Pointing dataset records
━━━━━━━━━━━━━━━━━━━━━━━━━━━━━━

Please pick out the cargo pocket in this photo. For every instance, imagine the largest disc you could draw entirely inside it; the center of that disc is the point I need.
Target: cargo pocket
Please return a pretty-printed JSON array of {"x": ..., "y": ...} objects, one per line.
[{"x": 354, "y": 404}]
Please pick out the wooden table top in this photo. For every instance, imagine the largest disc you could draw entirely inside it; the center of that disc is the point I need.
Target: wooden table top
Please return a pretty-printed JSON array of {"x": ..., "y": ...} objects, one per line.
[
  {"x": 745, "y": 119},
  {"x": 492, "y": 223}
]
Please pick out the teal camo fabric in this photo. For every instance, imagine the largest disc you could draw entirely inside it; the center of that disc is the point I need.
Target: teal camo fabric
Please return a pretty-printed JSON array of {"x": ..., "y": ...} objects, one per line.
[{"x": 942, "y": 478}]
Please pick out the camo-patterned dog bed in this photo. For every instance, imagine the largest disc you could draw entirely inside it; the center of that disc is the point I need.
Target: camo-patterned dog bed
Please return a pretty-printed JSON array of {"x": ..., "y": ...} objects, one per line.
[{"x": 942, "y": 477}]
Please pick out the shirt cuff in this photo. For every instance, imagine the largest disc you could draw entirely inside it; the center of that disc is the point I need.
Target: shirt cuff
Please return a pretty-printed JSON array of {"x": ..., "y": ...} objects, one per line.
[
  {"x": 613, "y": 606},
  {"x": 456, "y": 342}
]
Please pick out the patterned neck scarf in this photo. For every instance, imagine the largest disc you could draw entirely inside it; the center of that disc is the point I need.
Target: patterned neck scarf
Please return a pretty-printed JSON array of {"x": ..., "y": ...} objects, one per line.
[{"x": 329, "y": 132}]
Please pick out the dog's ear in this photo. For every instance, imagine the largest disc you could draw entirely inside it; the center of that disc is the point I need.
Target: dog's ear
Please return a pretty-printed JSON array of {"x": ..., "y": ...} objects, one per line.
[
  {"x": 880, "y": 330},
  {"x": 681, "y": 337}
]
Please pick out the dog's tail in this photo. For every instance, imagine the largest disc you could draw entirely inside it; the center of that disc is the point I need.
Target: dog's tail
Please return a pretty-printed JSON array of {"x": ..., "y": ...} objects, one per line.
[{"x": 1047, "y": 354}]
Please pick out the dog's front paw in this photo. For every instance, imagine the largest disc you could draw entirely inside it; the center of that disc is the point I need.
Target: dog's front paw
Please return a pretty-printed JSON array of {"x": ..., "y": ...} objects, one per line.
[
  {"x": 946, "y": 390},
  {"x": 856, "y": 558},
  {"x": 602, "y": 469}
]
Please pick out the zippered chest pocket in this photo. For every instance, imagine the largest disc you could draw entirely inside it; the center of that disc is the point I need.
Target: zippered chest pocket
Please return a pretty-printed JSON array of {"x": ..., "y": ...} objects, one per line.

━━━━━━━━━━━━━━━━━━━━━━━━━━━━━━

_THE TASK_
Write out every line of the listing above with no changes.

_OUTPUT FOR THIS EXERCISE_
Please pick out the cargo pocket in this photo. For every instance, imagine the largest disc you could draw entirely inside it; the center of that disc is the point I need.
Target: cargo pocket
Please return a pretty-printed JSON array of {"x": ..., "y": ...} objects, one per line.
[{"x": 354, "y": 404}]
Please pick out the wooden table top in this photo. For every instance, imagine the largest disc you could draw entirely inside it; the center of that disc is the point I need.
Target: wooden table top
Please return a pretty-printed JSON array of {"x": ..., "y": ...} objects, one per line.
[
  {"x": 745, "y": 119},
  {"x": 492, "y": 223}
]
Please pick out the teal camo fabric in this photo. For every instance, imagine the largest disc you could draw entirely inside it; the center of that disc is the point I need.
Target: teal camo fabric
Please return a pretty-printed JSON array of {"x": ..., "y": ...} objects, one per line.
[{"x": 942, "y": 478}]
Please pick out the camo-patterned dog bed in this photo. For every instance, imagine the largest disc you could draw entirely inside it; the center of that disc is the point I need.
Target: camo-patterned dog bed
Please return a pretty-printed JSON array of {"x": ..., "y": ...} objects, one per line.
[{"x": 942, "y": 477}]
Please pick out the shirt cuff in this photo. For every instance, imagine the largest disc you could draw entirely inside it; the center of that disc is the point I need.
Target: shirt cuff
Please return a pretty-printed JSON array of {"x": ..., "y": ...} objects, one per line.
[
  {"x": 613, "y": 606},
  {"x": 456, "y": 342}
]
Please pick out the patterned neck scarf in this photo. For every instance, imagine the largest disc you could draw entirely inside it; the center of that disc is the point I need.
Target: patterned neck scarf
Please return a pretty-printed JSON array of {"x": ..., "y": ...} objects, one per line.
[{"x": 329, "y": 132}]
Please pick out the dog's ear in this photo. For every instance, imagine the largest disc you could draw entirely inside it; the center of that disc is the point I need.
Target: dog's ear
Please return a pretty-printed JSON array of {"x": ..., "y": ...} objects, one per line.
[
  {"x": 880, "y": 330},
  {"x": 681, "y": 337}
]
Please pick out the dog's tail in this photo. For every instance, imagine the largest disc you could draw entirely inside it; the center of that disc is the point I need.
Target: dog's tail
Please return a pretty-printed JSON array of {"x": ..., "y": ...} objects, one per line.
[{"x": 1047, "y": 354}]
Please pick out the dog's front paw in this photo. For every instance, imagine the largest disc you could draw entirely inside it; the center of that disc is the point I need.
Target: dog's front paw
Please return a pretty-printed JSON array of {"x": ..., "y": ...} objects, one per line.
[
  {"x": 946, "y": 390},
  {"x": 856, "y": 558},
  {"x": 602, "y": 469}
]
Please pick out the zippered chest pocket in this photo. For every instance, imagine the largest disc you could draw entirely inside it; the center of that disc is the point I need.
Target: zippered chest pocket
Please return a pretty-printed JSON array of {"x": ..., "y": ...} objects, one per line.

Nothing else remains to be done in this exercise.